> **Problem to work on**: Line by line, transcribe the records exactly.

> **Data to use**:
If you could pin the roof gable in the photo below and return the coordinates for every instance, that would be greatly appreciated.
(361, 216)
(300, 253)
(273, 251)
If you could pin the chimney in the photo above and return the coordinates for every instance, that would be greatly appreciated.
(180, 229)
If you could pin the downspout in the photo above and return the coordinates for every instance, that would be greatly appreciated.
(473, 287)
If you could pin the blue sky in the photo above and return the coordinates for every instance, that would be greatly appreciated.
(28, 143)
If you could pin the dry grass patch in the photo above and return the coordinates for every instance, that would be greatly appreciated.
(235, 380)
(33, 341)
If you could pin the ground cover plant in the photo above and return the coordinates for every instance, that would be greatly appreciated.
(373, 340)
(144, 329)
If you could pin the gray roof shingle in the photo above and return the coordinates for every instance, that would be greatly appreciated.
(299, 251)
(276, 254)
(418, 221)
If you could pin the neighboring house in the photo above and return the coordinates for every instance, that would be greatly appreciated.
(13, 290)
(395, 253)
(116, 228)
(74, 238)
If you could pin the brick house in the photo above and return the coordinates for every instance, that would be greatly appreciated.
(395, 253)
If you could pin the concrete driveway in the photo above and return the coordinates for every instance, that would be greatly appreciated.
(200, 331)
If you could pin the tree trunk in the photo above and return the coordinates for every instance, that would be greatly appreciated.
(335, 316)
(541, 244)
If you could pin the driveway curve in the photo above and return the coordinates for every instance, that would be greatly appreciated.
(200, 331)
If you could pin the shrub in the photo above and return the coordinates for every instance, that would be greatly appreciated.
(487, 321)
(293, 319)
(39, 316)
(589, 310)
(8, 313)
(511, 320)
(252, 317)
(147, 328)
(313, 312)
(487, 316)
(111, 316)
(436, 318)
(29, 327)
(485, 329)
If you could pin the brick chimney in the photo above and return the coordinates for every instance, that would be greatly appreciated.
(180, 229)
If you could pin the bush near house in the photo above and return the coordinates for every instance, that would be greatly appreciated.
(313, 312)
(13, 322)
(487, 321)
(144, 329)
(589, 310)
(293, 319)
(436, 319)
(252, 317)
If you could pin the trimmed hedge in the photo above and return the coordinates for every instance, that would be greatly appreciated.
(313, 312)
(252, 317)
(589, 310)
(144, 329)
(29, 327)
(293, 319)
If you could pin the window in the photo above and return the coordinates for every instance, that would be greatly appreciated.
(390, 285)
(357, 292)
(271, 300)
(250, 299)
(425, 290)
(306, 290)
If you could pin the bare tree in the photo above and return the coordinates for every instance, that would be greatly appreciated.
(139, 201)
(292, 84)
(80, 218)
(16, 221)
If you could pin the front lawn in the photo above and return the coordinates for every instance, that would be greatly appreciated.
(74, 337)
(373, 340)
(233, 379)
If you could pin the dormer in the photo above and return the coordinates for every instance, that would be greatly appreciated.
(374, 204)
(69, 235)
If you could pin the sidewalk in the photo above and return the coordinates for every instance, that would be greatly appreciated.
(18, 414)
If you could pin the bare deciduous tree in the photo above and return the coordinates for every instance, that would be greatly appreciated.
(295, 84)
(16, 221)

> **The answer**:
If you could pin the roof gable in the photo below and return the coordinates for every instance, that would be greatly appreciated.
(361, 216)
(300, 253)
(273, 251)
If you could pin the chimney in the photo above and return the coordinates for every instance, that would be greatly appreciated.
(180, 229)
If you could pin the downspout in the photo above and return the coordinates for every instance, that would be greatly appreciated.
(473, 287)
If you could pin the blue sky in the photo above and return the coordinates for every instance, that would be greatly appreciated.
(28, 143)
If you could pin the dry grass patch in the photo above and return the coordinates for every instance, that would be greatly appreciated.
(235, 380)
(33, 341)
If you could pin the ground cover plant in the photo above and return the coordinates for every instance, that would be greatly appreciated.
(373, 340)
(144, 329)
If you could pin the gray roof shingle in the photo above and return the coordinates for every instance, that would be greatly appreciated.
(299, 251)
(276, 254)
(418, 221)
If you could pin the neighboring house in the photo above and return the coordinates for every instance, that would be greatly appreciated.
(13, 290)
(395, 253)
(116, 228)
(74, 238)
If you could pin the brick house in the photo above and return the coordinates for every instance, that would be greatly appreciated.
(395, 253)
If you could pin the concrete driveway in the photo above and return the coordinates for every instance, that would be greatly appreciated.
(200, 331)
If you could pin the tree trunk in the photo above and return the coordinates for every instance, that would be greatly appreciated.
(335, 316)
(541, 244)
If you could pin the driveway curve in the photo above and return the coordinates for every instance, that would be greatly appreciated.
(200, 331)
If you could pin the shrub in the photo above and return the coordinates for every instance, that would be greatly appreciated.
(487, 321)
(293, 319)
(39, 316)
(589, 310)
(8, 313)
(511, 320)
(252, 317)
(147, 328)
(313, 312)
(487, 316)
(111, 316)
(436, 318)
(29, 327)
(485, 329)
If you could pin the brick chimney in the photo above and return the coordinates for every instance, that would be greatly appreciated.
(180, 229)
If you could pin the bush near house in the photo above and return the coordinates for every instance, that would be greatly appreciated.
(313, 312)
(13, 322)
(487, 321)
(144, 329)
(589, 310)
(293, 319)
(436, 319)
(252, 317)
If you could pin the trimmed hedge in the photo above and return the coordinates for every instance, that would be greatly appreciated.
(313, 312)
(252, 317)
(589, 310)
(144, 329)
(29, 327)
(293, 319)
If you could pin the window in the photo above and return the coordinates for every instance, that would be greatly appreciated.
(390, 285)
(357, 292)
(271, 300)
(250, 299)
(425, 290)
(306, 290)
If you could pin the bare tree in the photo above and return the coordinates for every instance, that would be greatly appreciated.
(139, 201)
(292, 84)
(80, 218)
(16, 221)
If you could pin the front lawn in the photo above and return the coordinates for every instance, that would be greatly appreciated.
(74, 337)
(373, 340)
(233, 379)
If you could pin the dormer in the photo above and return the coordinates for every instance, that would be greatly appreciated.
(374, 204)
(69, 235)
If you could pin the sidewalk in the photo above and return the coordinates for every instance, that would be greatly appreciated.
(18, 414)
If you could pin the bare deciduous tree in the photo above and return the coordinates for every instance, that would be greatly appreciated.
(295, 84)
(16, 221)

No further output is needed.